### Excerpted records

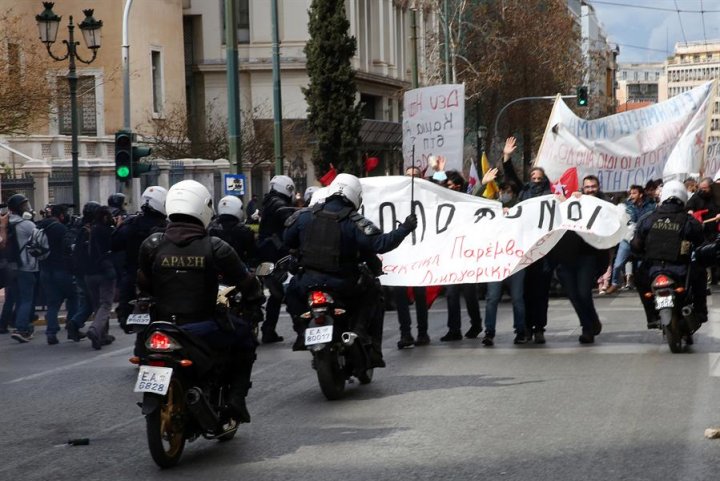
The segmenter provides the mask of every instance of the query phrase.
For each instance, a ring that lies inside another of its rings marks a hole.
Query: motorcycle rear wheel
[[[150,455],[161,468],[170,468],[180,461],[186,440],[185,416],[182,384],[172,378],[160,407],[145,417]]]
[[[320,390],[328,401],[340,399],[345,392],[345,375],[338,364],[337,354],[330,350],[318,352],[315,355],[315,370]]]
[[[682,352],[682,334],[680,333],[679,324],[677,316],[673,316],[670,325],[665,328],[665,338],[667,339],[670,352],[673,354]]]

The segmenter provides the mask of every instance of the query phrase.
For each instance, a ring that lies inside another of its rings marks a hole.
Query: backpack
[[[32,234],[30,234],[28,241],[25,243],[23,248],[20,249],[20,252],[23,250],[27,251],[30,256],[39,261],[47,259],[50,256],[50,242],[48,241],[45,229],[35,227]]]
[[[74,274],[85,274],[87,265],[90,262],[90,226],[82,226],[76,231],[71,256],[72,272]]]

######

- **Work order**
Give the data above again, exactly, with every picture removed.

- **Response**
The segmenter provides the mask of every instance of the query phrase.
For each instance, a ring that lies inside another of its rings marks a hole.
Query: motorcycle rear wheel
[[[150,455],[161,468],[170,468],[180,461],[186,440],[185,416],[182,384],[172,378],[160,407],[145,417]]]
[[[320,390],[328,401],[340,399],[345,392],[345,375],[338,364],[337,354],[330,350],[318,352],[315,355],[315,370]]]
[[[682,352],[682,334],[680,333],[679,324],[677,316],[673,316],[670,325],[665,328],[665,338],[667,339],[670,352],[673,354]]]

The segmenter provides the mask of every instance of the query phrase.
For each instance, a ring that lies inside another of its rings marks a hole.
Query: backpack
[[[32,234],[30,234],[28,241],[25,243],[23,248],[20,249],[20,252],[23,250],[27,251],[30,256],[39,261],[47,259],[50,256],[50,242],[48,241],[45,229],[35,227]]]
[[[74,274],[85,274],[87,265],[90,262],[90,226],[82,226],[76,231],[71,256],[72,272]]]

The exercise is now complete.